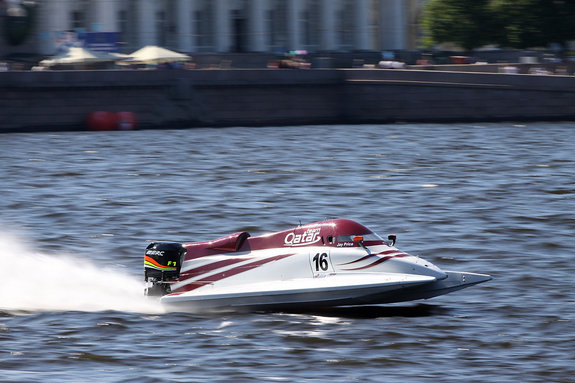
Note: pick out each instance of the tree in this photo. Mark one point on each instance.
(508, 23)
(463, 22)
(535, 23)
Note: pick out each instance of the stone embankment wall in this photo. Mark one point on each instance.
(61, 100)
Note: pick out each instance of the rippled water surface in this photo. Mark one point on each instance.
(77, 210)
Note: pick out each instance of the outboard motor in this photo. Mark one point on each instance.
(162, 264)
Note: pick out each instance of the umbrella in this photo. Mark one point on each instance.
(152, 54)
(78, 55)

Exercise aim:
Once the pictures are set aside, write out the entries verbatim.

Answer section:
Note: pick out each instance of the tree in this photo. Mark one point on each instance.
(508, 23)
(463, 22)
(535, 23)
Note: pick out each instance of the stone embankment wall in this photo. Mark one point on each instance.
(61, 100)
Note: pick out each instance of the rippled water surface in this photo. Mark one point on each instance.
(77, 210)
Note: pick out each instance of the outboard motor in this photo. Mark one point on each instance.
(162, 264)
Note: pick out each instance of the umbrella in this photo. Mark one point on each instance.
(152, 54)
(78, 55)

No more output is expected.